__Directive__.
List each line below that contains the word "shirt", copying every such line in full.

__Record list__.
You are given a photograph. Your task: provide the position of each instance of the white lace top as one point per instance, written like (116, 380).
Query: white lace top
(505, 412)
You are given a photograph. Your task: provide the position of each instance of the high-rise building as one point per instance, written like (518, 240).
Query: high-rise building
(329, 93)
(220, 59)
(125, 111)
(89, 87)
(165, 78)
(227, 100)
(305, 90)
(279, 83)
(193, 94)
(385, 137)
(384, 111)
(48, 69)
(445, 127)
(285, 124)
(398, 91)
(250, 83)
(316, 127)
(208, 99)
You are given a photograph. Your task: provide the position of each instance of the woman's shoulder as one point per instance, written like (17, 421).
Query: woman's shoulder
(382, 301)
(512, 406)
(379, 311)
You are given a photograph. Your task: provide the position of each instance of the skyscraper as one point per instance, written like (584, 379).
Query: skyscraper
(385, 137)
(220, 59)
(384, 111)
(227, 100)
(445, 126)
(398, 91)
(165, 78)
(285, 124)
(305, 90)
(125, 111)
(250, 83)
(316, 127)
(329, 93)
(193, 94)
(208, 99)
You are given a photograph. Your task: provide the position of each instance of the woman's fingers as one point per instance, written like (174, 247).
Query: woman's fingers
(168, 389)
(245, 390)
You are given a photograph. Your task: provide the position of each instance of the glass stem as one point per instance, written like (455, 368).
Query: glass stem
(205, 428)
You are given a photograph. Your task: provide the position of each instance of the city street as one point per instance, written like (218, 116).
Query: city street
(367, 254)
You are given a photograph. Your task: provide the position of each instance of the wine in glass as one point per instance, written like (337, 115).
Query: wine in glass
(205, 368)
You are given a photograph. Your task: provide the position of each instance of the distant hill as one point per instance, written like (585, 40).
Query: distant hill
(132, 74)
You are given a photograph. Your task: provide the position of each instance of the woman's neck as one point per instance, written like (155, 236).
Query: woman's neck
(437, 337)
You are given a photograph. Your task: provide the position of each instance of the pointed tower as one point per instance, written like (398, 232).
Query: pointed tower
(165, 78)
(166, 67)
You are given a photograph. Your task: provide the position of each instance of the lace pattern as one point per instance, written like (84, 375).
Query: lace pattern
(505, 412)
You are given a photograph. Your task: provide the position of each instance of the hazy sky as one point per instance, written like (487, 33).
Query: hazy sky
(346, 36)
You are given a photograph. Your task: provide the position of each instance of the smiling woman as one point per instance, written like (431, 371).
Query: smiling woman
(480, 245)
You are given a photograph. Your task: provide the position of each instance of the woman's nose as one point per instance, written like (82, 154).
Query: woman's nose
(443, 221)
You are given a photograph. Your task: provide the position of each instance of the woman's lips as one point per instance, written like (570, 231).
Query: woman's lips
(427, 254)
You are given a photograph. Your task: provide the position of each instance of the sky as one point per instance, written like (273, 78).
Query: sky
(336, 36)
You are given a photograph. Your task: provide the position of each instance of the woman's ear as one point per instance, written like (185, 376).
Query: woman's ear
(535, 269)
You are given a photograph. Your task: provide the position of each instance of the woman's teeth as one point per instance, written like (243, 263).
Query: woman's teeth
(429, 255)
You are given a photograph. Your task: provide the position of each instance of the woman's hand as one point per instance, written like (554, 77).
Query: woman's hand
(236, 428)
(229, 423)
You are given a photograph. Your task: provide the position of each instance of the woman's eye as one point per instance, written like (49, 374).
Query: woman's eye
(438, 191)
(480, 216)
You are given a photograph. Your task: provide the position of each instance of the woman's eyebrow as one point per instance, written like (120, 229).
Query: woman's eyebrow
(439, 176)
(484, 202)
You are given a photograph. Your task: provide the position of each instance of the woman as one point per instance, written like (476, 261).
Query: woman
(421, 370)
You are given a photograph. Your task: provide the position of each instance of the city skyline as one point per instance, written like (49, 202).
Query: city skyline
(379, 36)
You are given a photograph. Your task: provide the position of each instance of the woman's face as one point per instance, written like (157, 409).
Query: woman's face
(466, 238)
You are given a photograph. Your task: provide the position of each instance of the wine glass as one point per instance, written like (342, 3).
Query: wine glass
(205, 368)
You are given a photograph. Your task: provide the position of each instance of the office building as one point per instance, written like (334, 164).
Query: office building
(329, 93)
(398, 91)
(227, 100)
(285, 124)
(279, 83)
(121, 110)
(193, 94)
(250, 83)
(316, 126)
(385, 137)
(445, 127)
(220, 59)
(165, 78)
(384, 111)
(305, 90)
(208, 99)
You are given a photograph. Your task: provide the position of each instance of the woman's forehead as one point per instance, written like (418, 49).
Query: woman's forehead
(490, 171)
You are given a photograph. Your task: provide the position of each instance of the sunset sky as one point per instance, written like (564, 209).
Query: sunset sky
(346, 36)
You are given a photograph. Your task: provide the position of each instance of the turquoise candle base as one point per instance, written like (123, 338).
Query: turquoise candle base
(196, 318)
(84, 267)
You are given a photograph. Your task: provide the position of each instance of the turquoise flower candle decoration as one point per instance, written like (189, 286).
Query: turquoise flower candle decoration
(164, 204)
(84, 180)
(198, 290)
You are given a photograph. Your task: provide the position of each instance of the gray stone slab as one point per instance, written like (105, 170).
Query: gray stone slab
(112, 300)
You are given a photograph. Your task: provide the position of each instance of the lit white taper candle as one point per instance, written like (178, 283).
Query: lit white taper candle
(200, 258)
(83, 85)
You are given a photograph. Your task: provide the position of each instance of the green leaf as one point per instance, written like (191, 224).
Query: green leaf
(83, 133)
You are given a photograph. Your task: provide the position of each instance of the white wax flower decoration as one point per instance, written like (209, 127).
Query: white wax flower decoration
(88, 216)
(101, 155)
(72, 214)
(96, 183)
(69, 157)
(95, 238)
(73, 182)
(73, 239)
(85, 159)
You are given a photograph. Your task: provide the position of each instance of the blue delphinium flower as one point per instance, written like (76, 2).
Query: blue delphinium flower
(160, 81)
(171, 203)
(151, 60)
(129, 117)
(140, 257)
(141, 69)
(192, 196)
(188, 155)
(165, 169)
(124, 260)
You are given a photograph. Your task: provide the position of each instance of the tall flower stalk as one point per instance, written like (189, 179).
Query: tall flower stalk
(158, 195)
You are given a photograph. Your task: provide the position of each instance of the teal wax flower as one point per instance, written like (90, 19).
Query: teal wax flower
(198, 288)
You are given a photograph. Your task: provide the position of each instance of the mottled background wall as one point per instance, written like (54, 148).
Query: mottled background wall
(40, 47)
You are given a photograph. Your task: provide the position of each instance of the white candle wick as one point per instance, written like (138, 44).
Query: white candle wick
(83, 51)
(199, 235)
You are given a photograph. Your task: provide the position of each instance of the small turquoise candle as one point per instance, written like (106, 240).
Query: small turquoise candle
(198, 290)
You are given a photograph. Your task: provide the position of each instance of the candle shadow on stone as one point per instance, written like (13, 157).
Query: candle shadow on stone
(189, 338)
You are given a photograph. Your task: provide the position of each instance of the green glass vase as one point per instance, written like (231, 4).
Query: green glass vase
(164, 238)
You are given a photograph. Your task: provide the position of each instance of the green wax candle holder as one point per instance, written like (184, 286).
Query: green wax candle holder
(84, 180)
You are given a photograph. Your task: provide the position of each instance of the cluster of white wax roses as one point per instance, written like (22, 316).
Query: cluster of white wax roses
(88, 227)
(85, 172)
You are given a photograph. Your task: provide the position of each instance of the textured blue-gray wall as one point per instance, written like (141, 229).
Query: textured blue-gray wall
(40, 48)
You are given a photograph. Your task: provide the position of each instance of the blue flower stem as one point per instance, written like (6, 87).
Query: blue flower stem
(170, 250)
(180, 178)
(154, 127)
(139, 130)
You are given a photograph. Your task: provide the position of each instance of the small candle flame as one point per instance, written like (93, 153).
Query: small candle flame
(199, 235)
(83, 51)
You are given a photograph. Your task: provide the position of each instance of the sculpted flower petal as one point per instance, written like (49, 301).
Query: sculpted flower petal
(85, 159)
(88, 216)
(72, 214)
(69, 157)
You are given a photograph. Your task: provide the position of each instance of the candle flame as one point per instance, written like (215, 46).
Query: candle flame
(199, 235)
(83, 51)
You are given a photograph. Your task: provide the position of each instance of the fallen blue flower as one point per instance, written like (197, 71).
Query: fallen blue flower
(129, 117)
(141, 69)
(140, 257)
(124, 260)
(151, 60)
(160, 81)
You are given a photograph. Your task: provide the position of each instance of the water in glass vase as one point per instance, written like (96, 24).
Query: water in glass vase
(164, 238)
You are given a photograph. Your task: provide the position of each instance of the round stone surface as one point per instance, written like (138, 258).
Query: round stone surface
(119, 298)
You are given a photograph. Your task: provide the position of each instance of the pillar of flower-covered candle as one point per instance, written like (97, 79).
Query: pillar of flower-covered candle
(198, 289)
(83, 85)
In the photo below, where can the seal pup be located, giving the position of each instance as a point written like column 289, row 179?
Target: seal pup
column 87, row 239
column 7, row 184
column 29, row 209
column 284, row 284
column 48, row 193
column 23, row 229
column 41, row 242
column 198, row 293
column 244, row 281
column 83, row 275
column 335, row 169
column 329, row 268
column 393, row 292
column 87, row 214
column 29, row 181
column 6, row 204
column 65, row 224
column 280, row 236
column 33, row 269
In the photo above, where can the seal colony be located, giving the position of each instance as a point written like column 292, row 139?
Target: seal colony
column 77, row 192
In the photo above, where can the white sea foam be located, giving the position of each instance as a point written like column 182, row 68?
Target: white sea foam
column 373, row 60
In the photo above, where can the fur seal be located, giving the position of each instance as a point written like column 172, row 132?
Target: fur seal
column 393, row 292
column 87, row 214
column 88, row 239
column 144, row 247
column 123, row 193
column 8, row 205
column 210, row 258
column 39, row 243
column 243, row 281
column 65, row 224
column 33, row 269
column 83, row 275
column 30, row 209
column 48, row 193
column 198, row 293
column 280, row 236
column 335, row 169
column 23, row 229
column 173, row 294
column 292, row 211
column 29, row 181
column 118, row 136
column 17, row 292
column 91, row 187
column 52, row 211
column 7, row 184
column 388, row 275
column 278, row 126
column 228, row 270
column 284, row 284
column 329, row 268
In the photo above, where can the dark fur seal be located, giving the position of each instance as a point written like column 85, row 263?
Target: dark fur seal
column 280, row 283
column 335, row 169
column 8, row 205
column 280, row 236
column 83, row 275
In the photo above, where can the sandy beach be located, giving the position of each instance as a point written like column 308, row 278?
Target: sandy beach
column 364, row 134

--

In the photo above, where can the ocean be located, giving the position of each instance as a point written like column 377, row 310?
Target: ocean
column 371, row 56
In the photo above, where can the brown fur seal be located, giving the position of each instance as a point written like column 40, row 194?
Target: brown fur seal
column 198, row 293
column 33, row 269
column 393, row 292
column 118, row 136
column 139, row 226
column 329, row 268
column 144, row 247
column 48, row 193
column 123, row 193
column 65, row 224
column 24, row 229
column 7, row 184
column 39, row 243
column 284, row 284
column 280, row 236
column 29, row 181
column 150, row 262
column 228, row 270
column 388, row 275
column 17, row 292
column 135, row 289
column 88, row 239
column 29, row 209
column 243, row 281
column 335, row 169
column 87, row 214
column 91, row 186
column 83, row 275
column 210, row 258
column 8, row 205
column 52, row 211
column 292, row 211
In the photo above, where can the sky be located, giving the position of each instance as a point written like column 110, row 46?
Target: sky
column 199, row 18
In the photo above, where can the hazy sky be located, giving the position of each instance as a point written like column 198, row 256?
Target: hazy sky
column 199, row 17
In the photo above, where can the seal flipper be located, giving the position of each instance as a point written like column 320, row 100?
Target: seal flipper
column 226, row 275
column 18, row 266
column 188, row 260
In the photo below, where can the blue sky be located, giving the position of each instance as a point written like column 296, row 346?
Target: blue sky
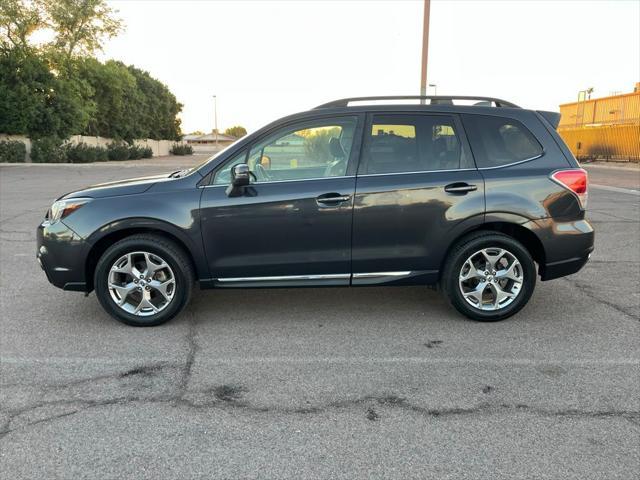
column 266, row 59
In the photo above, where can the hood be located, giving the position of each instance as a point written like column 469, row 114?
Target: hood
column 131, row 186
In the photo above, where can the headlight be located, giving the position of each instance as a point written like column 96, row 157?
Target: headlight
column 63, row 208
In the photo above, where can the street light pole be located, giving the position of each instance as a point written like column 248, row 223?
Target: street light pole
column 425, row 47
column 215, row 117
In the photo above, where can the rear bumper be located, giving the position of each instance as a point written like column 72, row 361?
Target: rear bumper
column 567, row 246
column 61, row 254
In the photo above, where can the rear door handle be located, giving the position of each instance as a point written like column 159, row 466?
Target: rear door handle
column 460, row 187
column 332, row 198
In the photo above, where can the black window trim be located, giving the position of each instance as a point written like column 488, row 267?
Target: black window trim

...

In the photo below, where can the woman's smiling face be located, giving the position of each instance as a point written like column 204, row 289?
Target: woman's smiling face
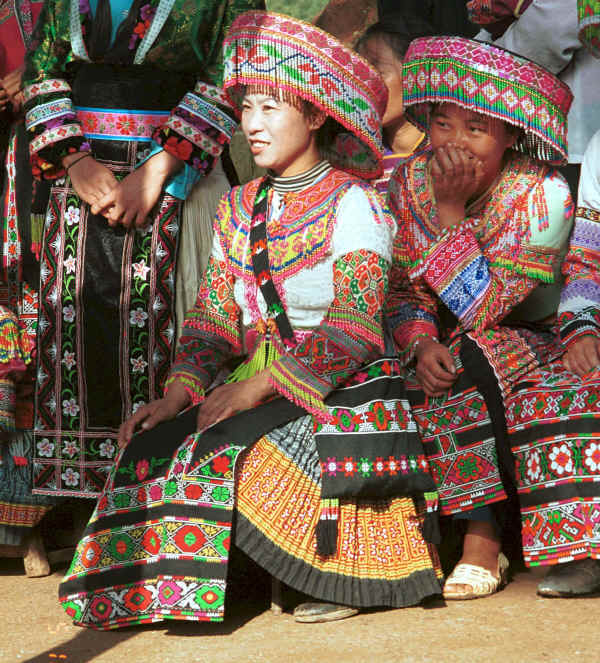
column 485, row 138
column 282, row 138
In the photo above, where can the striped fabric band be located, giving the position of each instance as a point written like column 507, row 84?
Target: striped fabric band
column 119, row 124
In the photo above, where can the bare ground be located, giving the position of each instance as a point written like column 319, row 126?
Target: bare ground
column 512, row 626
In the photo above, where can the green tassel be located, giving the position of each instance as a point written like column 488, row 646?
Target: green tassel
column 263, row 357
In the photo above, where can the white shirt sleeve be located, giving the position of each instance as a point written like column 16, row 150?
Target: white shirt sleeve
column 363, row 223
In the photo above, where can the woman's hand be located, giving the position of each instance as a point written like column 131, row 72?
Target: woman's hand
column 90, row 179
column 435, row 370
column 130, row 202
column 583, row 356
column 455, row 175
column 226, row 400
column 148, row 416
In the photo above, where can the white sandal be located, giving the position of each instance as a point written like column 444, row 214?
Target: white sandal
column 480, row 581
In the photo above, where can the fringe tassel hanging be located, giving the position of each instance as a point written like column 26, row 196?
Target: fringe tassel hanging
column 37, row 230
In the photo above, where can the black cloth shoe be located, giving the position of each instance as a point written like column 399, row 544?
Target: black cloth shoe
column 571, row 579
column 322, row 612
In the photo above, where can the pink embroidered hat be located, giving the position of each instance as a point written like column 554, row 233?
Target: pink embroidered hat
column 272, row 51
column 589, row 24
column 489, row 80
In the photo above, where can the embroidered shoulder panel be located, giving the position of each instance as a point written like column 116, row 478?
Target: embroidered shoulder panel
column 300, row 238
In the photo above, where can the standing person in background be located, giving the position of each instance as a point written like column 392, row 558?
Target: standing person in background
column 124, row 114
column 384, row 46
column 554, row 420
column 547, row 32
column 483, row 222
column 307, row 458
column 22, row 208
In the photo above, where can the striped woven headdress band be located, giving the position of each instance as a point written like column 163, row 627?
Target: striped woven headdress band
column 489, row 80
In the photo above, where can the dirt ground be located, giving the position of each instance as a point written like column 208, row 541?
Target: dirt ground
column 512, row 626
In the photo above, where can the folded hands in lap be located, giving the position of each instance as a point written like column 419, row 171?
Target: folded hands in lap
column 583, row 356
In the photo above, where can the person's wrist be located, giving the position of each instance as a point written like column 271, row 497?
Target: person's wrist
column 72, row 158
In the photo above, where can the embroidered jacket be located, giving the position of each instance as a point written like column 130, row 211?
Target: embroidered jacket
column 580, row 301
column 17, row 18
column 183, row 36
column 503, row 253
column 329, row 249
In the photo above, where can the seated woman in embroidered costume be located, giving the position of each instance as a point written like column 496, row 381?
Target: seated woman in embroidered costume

__Output below__.
In the photo above, where can the white shirt sleeve be located, giving the position of each instance as a point written like column 16, row 150?
Target: white shirt sleeve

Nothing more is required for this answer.